Source:
Problem Statement
(a) Show that:
- (i) $ \sin 2\theta = 2\sin\theta\cos\theta $
- (ii) $ \cos 2\theta = 2\cos^2\theta - 1 $
Given that $ \theta \neq (90^\circ + 180^\circ n) $, where $ n \in \mathbb{Z} $.
(b) Use the results from part (a) to show that $ \sin 2\theta - \tan\theta $ can be written as $ \tan\theta\cos 2\theta $.
(c) Solve for $ 0^\circ < x < 360^\circ $ the equation:
$$ \sin 2x^\circ - \tan x^\circ = 0 $$
Solution
Part (a)
(i) Proof of $ \sin 2\theta = 2\sin\theta\cos\theta $
Using the double-angle identity for sine:
$$ \sin 2\theta = \sin(\theta + \theta) = \sin\theta\cos\theta + \cos\theta\sin\theta = 2\sin\theta\cos\theta $$
(ii) Proof of $ \cos 2\theta = 2\cos^2\theta - 1 $
Using the double-angle identity for cosine:
$$ \cos 2\theta = \cos^2\theta - \sin^2\theta $$
Substitute $ \sin^2\theta = 1 - \cos^2\theta $:
$$ \cos 2\theta = \cos^2\theta - (1 - \cos^2\theta) = 2\cos^2\theta - 1 $$
Part (b)

Description of the task: Continue the worked trigonometry solution above, starting right after its heading "Part (b)".

Given records:
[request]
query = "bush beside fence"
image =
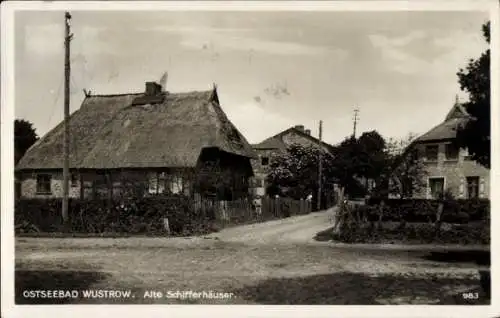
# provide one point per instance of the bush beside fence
(134, 216)
(421, 210)
(145, 216)
(416, 221)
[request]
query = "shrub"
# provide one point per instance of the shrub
(468, 222)
(135, 216)
(421, 210)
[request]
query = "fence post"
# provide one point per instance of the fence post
(380, 213)
(438, 216)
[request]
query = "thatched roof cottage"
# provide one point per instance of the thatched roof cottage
(150, 142)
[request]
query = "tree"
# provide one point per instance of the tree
(24, 137)
(294, 173)
(406, 169)
(475, 79)
(357, 159)
(372, 156)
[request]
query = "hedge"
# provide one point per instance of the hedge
(414, 221)
(421, 210)
(133, 216)
(417, 233)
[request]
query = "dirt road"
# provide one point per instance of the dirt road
(297, 229)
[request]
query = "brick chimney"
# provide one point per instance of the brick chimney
(300, 127)
(153, 89)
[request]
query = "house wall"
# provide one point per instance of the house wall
(261, 171)
(28, 186)
(93, 183)
(454, 173)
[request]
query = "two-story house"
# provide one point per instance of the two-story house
(278, 144)
(449, 169)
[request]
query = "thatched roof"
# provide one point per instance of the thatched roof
(110, 131)
(276, 142)
(455, 118)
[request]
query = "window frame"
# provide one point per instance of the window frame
(446, 152)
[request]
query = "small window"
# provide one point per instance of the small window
(472, 187)
(74, 180)
(431, 153)
(43, 182)
(451, 152)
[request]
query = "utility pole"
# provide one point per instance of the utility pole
(320, 165)
(67, 70)
(356, 111)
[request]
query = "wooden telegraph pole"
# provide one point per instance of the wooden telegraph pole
(67, 70)
(320, 166)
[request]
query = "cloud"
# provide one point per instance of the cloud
(395, 54)
(243, 43)
(255, 122)
(450, 52)
(49, 40)
(45, 39)
(239, 39)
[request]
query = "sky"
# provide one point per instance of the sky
(273, 70)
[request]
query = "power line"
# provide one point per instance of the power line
(356, 118)
(55, 102)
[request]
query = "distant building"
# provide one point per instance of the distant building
(450, 169)
(278, 144)
(153, 142)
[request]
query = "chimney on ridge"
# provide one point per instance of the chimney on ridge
(300, 127)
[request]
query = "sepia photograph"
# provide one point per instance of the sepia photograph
(248, 156)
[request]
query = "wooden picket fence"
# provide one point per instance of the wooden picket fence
(243, 211)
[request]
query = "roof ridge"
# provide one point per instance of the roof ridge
(141, 93)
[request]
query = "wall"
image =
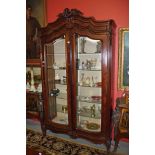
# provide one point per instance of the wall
(100, 9)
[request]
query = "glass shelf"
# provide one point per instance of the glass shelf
(88, 114)
(89, 53)
(89, 86)
(89, 69)
(88, 100)
(56, 68)
(48, 54)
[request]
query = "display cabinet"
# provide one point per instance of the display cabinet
(33, 88)
(77, 80)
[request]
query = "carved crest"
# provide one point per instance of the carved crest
(69, 13)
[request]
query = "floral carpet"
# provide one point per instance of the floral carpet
(51, 145)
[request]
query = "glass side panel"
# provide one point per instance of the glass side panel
(57, 83)
(33, 79)
(88, 84)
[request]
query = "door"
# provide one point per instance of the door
(88, 84)
(56, 81)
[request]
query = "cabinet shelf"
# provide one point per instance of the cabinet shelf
(88, 114)
(89, 86)
(56, 69)
(55, 54)
(89, 69)
(80, 53)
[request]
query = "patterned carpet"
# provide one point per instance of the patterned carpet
(50, 145)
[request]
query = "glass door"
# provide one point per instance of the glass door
(57, 81)
(89, 84)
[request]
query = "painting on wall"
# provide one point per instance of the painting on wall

Final result:
Starting with:
$$ \sin 2\theta - \tan\theta $$
Substitute $ \sin 2\theta = 2\sin\theta\cos\theta $ and $ \tan\theta = \frac{\sin\theta}{\cos\theta} $:
$$ \sin 2\theta - \tan\theta = 2\sin\theta\cos\theta - \frac{\sin\theta}{\cos\theta} $$
Combine terms over a common denominator:
$$ \sin 2\theta - \tan\theta = \frac{2\sin\theta\cos^2\theta - \sin\theta}{\cos\theta} $$
Factor out $ \sin\theta $:
$$ \sin 2\theta - \tan\theta = \frac{\sin\theta(2\cos^2\theta - 1)}{\cos\theta} $$
Using $ \cos 2\theta = 2\cos^2\theta - 1 $, we have:
$$ \sin 2\theta - \tan\theta = \frac{\sin\theta\cos 2\theta}{\cos\theta} $$
Simplify:
$$ \sin 2\theta - \tan\theta = \tan\theta\cos 2\theta $$
Part (c)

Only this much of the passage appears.